▶ SET EXERCISE
Present each line of the records below as a numbered list, skipping any blank lines.

— begin INPUT —

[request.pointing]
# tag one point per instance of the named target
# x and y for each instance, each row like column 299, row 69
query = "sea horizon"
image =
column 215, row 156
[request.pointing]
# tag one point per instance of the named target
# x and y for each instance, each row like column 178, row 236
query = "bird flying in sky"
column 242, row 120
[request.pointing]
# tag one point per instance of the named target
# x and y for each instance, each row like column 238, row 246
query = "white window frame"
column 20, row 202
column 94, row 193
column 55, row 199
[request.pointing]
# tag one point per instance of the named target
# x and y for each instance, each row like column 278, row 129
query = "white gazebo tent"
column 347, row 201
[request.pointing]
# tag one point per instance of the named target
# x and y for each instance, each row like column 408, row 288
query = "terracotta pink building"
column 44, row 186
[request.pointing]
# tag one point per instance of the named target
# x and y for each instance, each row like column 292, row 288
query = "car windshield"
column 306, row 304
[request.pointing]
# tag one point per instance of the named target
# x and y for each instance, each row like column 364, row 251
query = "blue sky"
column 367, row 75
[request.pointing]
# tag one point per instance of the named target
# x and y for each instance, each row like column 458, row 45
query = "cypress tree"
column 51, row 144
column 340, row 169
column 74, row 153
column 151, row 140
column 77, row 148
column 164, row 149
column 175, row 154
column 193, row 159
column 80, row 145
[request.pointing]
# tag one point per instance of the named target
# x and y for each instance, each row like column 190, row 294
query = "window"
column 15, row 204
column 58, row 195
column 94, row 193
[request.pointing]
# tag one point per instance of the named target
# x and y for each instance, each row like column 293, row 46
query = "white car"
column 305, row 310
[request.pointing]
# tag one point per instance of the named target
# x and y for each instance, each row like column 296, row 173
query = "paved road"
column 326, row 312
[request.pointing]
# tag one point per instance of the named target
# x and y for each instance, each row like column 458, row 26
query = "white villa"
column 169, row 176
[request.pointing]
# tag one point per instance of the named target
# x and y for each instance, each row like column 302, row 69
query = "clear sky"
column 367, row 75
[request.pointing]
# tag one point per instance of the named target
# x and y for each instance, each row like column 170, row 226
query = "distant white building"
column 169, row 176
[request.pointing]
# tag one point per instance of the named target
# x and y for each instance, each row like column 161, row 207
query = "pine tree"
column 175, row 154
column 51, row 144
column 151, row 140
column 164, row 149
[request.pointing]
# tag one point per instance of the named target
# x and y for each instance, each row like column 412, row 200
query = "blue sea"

— end INPUT —

▶ THE COMPLETED TASK
1. [request.pointing]
2. # tag one point per instance of the named target
3. # x and y for each instance, each row like column 299, row 69
4. query = "sea horizon"
5. image =
6. column 215, row 156
7. [request.pointing]
8. # tag one point per instance of the named target
9. # x and y for each instance, each row like column 178, row 236
10. query = "bird flying in sky"
11. column 242, row 120
12. [request.pointing]
13. # tag one point per instance of the named target
14. # x and y for each instance, each row like column 238, row 246
15. query = "white window frame"
16. column 20, row 202
17. column 94, row 193
18. column 55, row 199
19. [request.pointing]
20. # tag one point per instance of the named target
21. # x and y for each instance, each row like column 278, row 129
22. query = "white gazebo tent"
23. column 347, row 201
24. [request.pointing]
25. # tag one point per instance of the named target
26. # x and y for each instance, each row like column 408, row 288
27. query = "terracotta pink building"
28. column 44, row 186
29. [request.pointing]
30. # tag one point per instance of the named target
31. # x and y for each instance, each row like column 292, row 288
32. query = "car windshield"
33. column 306, row 304
34. [request.pointing]
35. # tag one point per instance of the named target
36. # x and y for each instance, each row like column 364, row 251
37. query = "blue sky"
38. column 367, row 75
39. [request.pointing]
40. # tag one point per instance of the named target
41. # x and y for each instance, each row like column 458, row 45
42. query = "cypress tree"
43. column 51, row 144
44. column 340, row 169
45. column 74, row 153
46. column 151, row 140
47. column 77, row 148
48. column 164, row 149
49. column 175, row 154
50. column 193, row 159
51. column 80, row 145
52. [request.pointing]
53. # tag one point per instance of the named target
54. # x and y for each instance, each row like column 190, row 294
55. query = "window"
56. column 15, row 204
57. column 58, row 195
58. column 94, row 193
59. [request.pointing]
60. # tag one point per instance of the named target
61. # x and y for each instance, each row like column 293, row 46
62. query = "white car"
63. column 305, row 310
64. [request.pointing]
65. # tag one point per instance of the named target
66. # x and y for each instance, each row like column 296, row 173
67. query = "paved road"
68. column 326, row 312
69. [request.pointing]
70. # tag one point per instance of the named target
71. # x and y for each instance, each row like column 458, row 26
72. query = "white villa"
73. column 169, row 176
74. [request.pointing]
75. # tag one point per instance of the named target
76. # x and y for each instance, each row like column 302, row 69
77. query = "clear sky"
78. column 367, row 75
79. [request.pointing]
80. # tag one point per instance of the named target
81. # x and y for each instance, each row like column 170, row 226
82. query = "distant white building"
83. column 169, row 176
84. [request.pointing]
85. # tag one point per instance of the named target
86. # x and y for each instance, each row like column 161, row 207
87. query = "pine tree"
88. column 175, row 154
89. column 51, row 144
90. column 151, row 140
91. column 164, row 149
92. [request.pointing]
93. # tag one point per instance of the named target
94. # x and y for each instance, each row like column 412, row 200
95. query = "blue sea"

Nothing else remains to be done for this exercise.